■ Instructions to follow
Copy the listing below line for line, keeping every character unchanged, and leave out the pictures.

■ Data records

= = =

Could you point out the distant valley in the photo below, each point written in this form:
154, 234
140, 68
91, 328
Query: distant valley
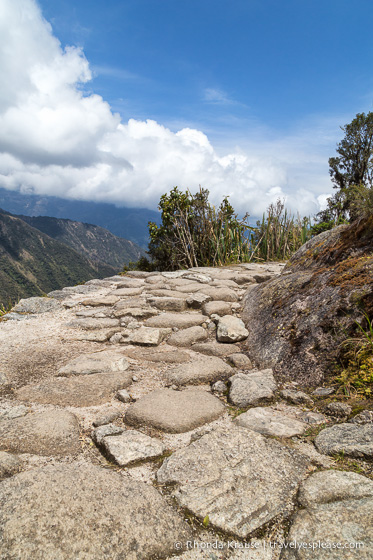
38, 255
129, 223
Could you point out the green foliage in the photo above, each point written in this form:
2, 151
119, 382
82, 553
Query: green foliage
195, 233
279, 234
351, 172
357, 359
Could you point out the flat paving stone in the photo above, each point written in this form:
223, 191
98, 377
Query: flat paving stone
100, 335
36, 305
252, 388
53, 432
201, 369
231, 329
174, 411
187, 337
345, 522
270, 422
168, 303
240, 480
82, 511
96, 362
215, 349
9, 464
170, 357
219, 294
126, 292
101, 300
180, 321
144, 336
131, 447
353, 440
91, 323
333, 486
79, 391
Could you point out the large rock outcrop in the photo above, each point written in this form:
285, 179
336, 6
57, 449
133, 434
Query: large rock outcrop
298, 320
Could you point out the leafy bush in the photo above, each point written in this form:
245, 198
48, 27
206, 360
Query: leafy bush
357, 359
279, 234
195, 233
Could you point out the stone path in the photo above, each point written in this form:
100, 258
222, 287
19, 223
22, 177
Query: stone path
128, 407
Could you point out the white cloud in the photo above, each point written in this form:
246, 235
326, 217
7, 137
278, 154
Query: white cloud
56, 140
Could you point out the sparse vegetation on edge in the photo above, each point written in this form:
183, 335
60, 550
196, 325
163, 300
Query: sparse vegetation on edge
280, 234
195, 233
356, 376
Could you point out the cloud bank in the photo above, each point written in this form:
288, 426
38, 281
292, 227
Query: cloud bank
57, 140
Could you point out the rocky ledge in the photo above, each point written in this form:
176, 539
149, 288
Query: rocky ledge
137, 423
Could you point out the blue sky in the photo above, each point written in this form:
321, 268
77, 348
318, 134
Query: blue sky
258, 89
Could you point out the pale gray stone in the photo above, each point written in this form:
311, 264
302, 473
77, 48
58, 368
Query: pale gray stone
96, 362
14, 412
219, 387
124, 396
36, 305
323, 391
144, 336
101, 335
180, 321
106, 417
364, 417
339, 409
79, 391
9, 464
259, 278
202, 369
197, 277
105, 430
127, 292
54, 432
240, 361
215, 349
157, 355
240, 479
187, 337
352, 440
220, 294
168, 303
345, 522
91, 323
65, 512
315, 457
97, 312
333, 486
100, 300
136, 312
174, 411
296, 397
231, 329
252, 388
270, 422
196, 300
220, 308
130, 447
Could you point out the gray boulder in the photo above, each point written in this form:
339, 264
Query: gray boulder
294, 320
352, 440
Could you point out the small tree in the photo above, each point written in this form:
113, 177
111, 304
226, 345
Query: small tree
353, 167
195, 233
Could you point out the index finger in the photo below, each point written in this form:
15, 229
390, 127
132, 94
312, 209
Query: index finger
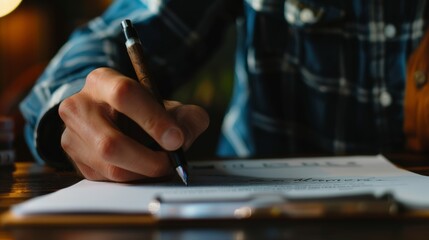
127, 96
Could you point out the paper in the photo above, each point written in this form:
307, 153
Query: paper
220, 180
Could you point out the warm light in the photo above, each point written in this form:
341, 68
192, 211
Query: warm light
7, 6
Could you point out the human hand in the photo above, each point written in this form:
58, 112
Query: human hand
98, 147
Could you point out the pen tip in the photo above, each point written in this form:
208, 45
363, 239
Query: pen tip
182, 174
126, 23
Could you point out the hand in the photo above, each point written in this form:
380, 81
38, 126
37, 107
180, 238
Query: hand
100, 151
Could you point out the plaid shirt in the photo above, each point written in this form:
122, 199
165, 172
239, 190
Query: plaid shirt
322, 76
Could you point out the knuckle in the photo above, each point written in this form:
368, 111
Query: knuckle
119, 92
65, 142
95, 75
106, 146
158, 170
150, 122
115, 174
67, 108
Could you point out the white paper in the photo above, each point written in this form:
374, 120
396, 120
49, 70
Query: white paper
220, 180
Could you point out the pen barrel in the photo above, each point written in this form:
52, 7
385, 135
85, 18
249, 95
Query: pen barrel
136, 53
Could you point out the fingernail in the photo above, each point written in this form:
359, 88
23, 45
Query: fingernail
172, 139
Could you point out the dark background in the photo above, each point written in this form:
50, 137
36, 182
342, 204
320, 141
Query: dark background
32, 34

= = =

■ Full solution
Could you point out the distant valley in the photo below, each point written in this form:
154, 234
140, 68
91, 328
Query: distant valley
38, 255
129, 223
Could you point out the green foliage in the photo above, each point written in this form:
2, 151
119, 382
82, 553
Query: green foliage
195, 233
279, 234
351, 172
357, 359
Could you point out the flat paving stone in the photo above, each point written in this form:
223, 191
98, 377
Query: flat paving stone
100, 335
36, 305
252, 388
53, 432
201, 369
231, 329
174, 411
187, 337
345, 522
270, 422
168, 303
240, 480
82, 511
96, 362
215, 349
9, 464
170, 357
219, 294
126, 292
101, 300
180, 321
144, 336
131, 447
353, 440
91, 323
333, 486
79, 391
Could you point out the large rock outcrop in the photo above, each point written in this form:
285, 179
336, 6
57, 449
133, 434
Query: large rock outcrop
298, 320
Could you point out the leafy bush in the photo above, each point written in this form:
245, 198
48, 27
206, 360
Query: leafy bush
357, 359
279, 234
195, 233
Could you point out the stone path in the photo above, each point written in this form:
100, 258
222, 287
19, 223
22, 177
Query: stone path
128, 407
Could you point out the white cloud in the photo above, each point written in this form:
246, 235
326, 217
7, 137
278, 154
Query: white cloud
56, 140
Could you point out the sparse vegetation on edge in the photo above, each point written in this form:
183, 335
60, 550
196, 325
163, 300
Query: sparse vegetation on edge
280, 234
195, 233
356, 376
Could you point out the cloud bank in the photo above, each point written in this form:
288, 426
38, 281
292, 227
Query: cloud bank
57, 140
Could you point out the rocky ledge in the photo above, each point written in this form:
176, 539
149, 288
Query: rocky ledge
137, 423
Could you point out the blue sky in the photo above, each point written in this form:
321, 268
77, 348
318, 134
Query: blue sky
258, 89
Could you point out the pale gray stone in the photo above, each point written in this form:
311, 264
302, 473
77, 48
58, 368
Query: pale gray stone
96, 362
14, 412
219, 387
124, 396
36, 305
323, 391
144, 336
101, 335
180, 321
106, 417
364, 417
339, 409
79, 391
9, 464
259, 278
202, 369
197, 277
105, 430
127, 292
54, 432
240, 361
215, 349
157, 355
240, 479
187, 337
352, 440
220, 294
168, 303
345, 522
91, 323
65, 512
315, 457
97, 312
333, 486
100, 300
136, 312
174, 411
296, 397
231, 329
252, 388
270, 422
196, 300
220, 308
130, 447
Could you point out the gray boulder in the photo above, each point written in this form:
339, 264
Query: gray boulder
294, 320
352, 440
Could you point out the small tree in the photo above, each point written in this form:
113, 177
111, 304
226, 345
Query: small tree
353, 167
195, 233
Could you point out the index finger in the photo below, each point written in this form:
15, 229
390, 127
132, 94
312, 209
Query: index finger
127, 96
Could you point out the paper in the photo above, each point written in this form:
307, 153
Query: paper
220, 180
Could you point out the warm light in the photo above, each point written in this form:
341, 68
192, 211
Query: warm light
7, 6
Could you point out the human hand in the photo above, each point written in this form:
58, 112
Query: human hand
98, 147
Could you point out the pen tip in the photo above, each point written in this form:
208, 45
363, 239
Query: pen tip
182, 174
126, 23
Could you point out the hand in the photo above, each point written in this form:
380, 81
38, 126
37, 107
180, 238
Query: hand
100, 151
Could you point out the plaid shirt in the photo above, each point written in this form:
122, 199
165, 172
239, 190
Query: plaid shirt
322, 76
Could you point out the knuckle in the photo above, each point written in this form:
368, 111
Query: knuckle
119, 92
65, 142
95, 75
106, 146
158, 170
150, 122
115, 174
67, 108
Could you point out the white paper in the photo above, each point written in this form:
374, 120
396, 120
49, 70
Query: white paper
220, 180
Could you point out the pen barrel in the photo above, each point written in this form:
52, 7
385, 135
85, 18
249, 95
Query: pen barrel
136, 53
Could you point out the fingernail in the photo above, each point written in this form:
359, 88
23, 45
Query: fingernail
172, 139
Could you point out the dark background in the photo above, each point written in this form:
50, 137
36, 182
342, 204
320, 141
Query: dark background
32, 34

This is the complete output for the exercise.